_Texto proporcionado_.
Después, la aparición de otros relatos o historias pareció poder imprimir un giro más “natural” al sinsentido de Kafka. Ahí tiene usted la “canción para niños”, de Paco Ibáñez, Érase una vez que, en breve, dice: “Érase una vez / un lobito bueno / al que maltrataban / todos los corderos. / Y había también / un príncipe malo, / una bruja hermosa / y un pirata honrado. / Todas estas cosas / había una vez /cuando yo soñaba / un mundo al revés.

Por su parte, el gran uruguayo Eduardo Galeano también contribuyó a este galimatías con su libro Patas arriba. La escuela del mundo al revés (1998), donde pretendió hacer evidente que el mundo humano no es humano; ¡ni siquiera es animal!, pues premia la maldad y castiga la bondad. Así, Galeano terminó escribiendo un listado de las barbaridades que el ser humano está cometiendo en la actualidad…, y se quedó corto.

Eso no quiere decir que el ser humano se esté convirtiendo, apenas ahora, en bárbaro. Ya desde hace poco más de cinco siglos se le venía activando en Europa –y en la nueva tierra de esclavitud: América– un gran despliegue de soberbia e iniquidad. Lea los datos siguientes, pero con precaución, para que no le rehúya al estudio de la historia.

En la América de fines del siglo XV, “recientemente descubierta“, durante casi todo el XVI y en parte del XVII se ensayaron los más perversos ejercicios de destrucción y genocidio, con el pretexto de la conquista y la colonización…, y muchas veces, también con el pretexto de la evangelización. Tzvetan Todorov (La conquista de América) y Boaventura de Sousa Santos (Epistemología del Sur) han recogido con cuidado reseñas, crónicas y relatos de soldados, clérigos y exploradores de la época; y con esos escritos han hecho emerger la crudeza del drama. La razón era que los europeos estaban “ciegos” ante la realidad americana, tan rica en sinfines geográficos y en novedades animales y vegetales; su “ceguera” era cultural –no biológica– se debía a la vorágine con que se hacían cargo de la acumulación originaria del capitalismo naciente. Sólo advertían, pues, posibilidades de enriquecimiento en el sentido moderno.

_Reto A_. ¿En qué año publicó Eduardo Galeano el libro Patas arriba, según el texto?
_Reto B_. Reproduce del texto el tramo que va desde "Después, la aparición" hasta "se quedó corto.".
Usa únicamente el texto para responder.

_Datos extraídos_.
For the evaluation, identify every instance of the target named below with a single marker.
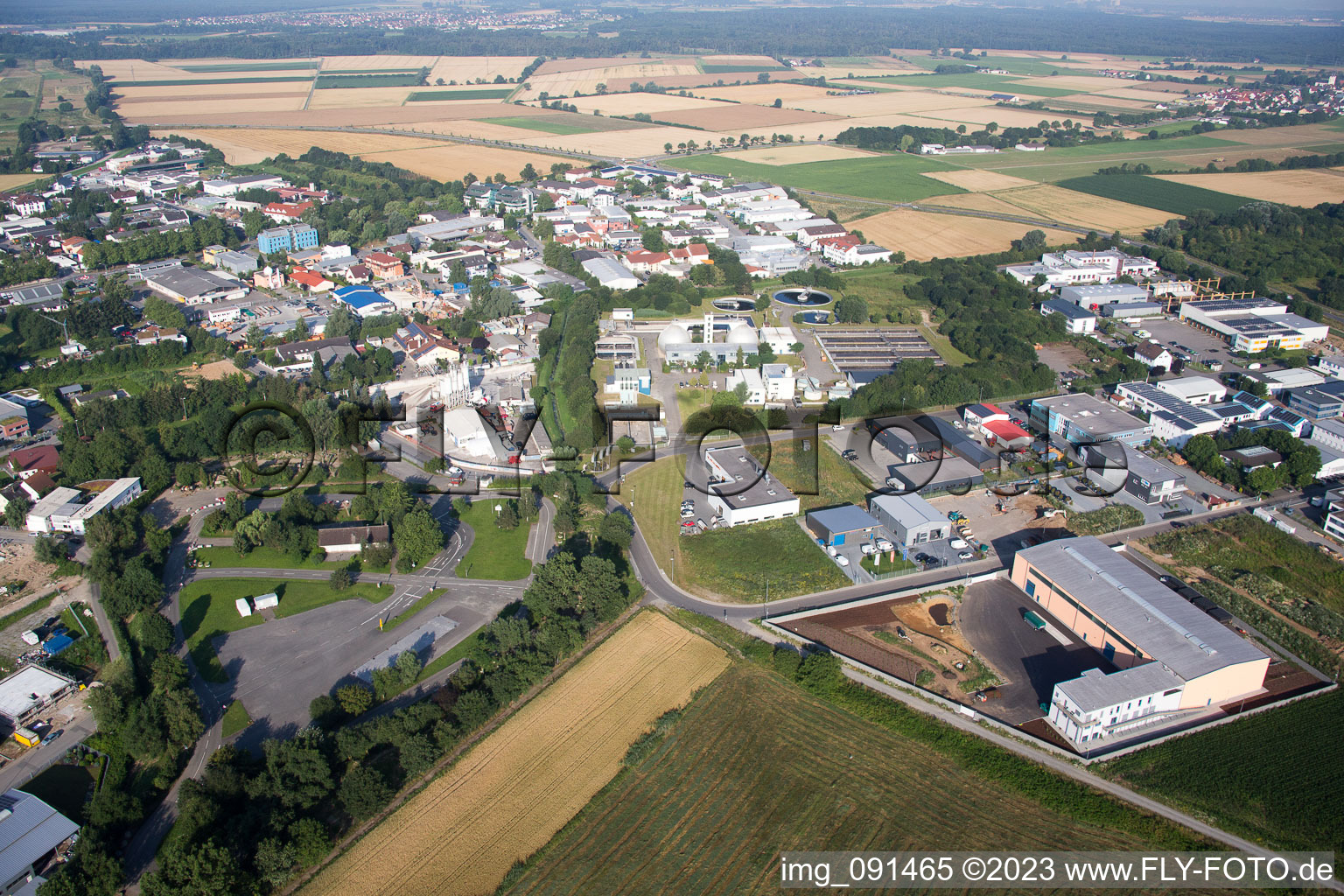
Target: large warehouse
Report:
(742, 492)
(1171, 657)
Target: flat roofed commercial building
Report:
(842, 526)
(910, 519)
(742, 492)
(29, 690)
(1082, 418)
(1133, 620)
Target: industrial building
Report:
(1253, 324)
(65, 509)
(742, 492)
(1082, 418)
(839, 526)
(1172, 659)
(910, 519)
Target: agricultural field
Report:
(1256, 777)
(756, 766)
(1179, 199)
(1306, 187)
(507, 797)
(894, 178)
(924, 235)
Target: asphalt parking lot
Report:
(1032, 662)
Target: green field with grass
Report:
(495, 552)
(197, 82)
(253, 66)
(756, 767)
(1179, 199)
(403, 80)
(261, 557)
(1270, 778)
(235, 719)
(541, 122)
(484, 93)
(208, 610)
(895, 178)
(742, 562)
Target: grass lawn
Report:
(1179, 199)
(63, 788)
(495, 552)
(541, 122)
(208, 610)
(256, 559)
(416, 607)
(1265, 777)
(235, 719)
(894, 178)
(738, 564)
(756, 766)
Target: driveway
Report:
(1032, 662)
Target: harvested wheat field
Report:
(1083, 210)
(449, 161)
(924, 235)
(766, 94)
(1289, 187)
(973, 202)
(518, 788)
(629, 103)
(978, 180)
(794, 155)
(726, 116)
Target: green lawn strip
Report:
(197, 82)
(1264, 777)
(892, 178)
(1179, 199)
(235, 719)
(208, 610)
(256, 559)
(539, 122)
(37, 606)
(495, 552)
(484, 93)
(416, 607)
(738, 564)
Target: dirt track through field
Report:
(508, 797)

_Respuesta A_. En 1998.

_Respuesta B_.
Después, la aparición de otros relatos o historias pareció poder imprimir un giro más “natural” al sinsentido de Kafka. Ahí tiene usted la “canción para niños”, de Paco Ibáñez, Érase una vez que, en breve, dice: “Érase una vez / un lobito bueno / al que maltrataban / todos los corderos. / Y había también / un príncipe malo, / una bruja hermosa / y un pirata honrado. / Todas estas cosas / había una vez /cuando yo soñaba / un mundo al revés.

Por su parte, el gran uruguayo Eduardo Galeano también contribuyó a este galimatías con su libro Patas arriba. La escuela del mundo al revés (1998), donde pretendió hacer evidente que el mundo humano no es humano; ¡ni siquiera es animal!, pues premia la maldad y castiga la bondad. Así, Galeano terminó escribiendo un listado de las barbaridades que el ser humano está cometiendo en la actualidad…, y se quedó corto.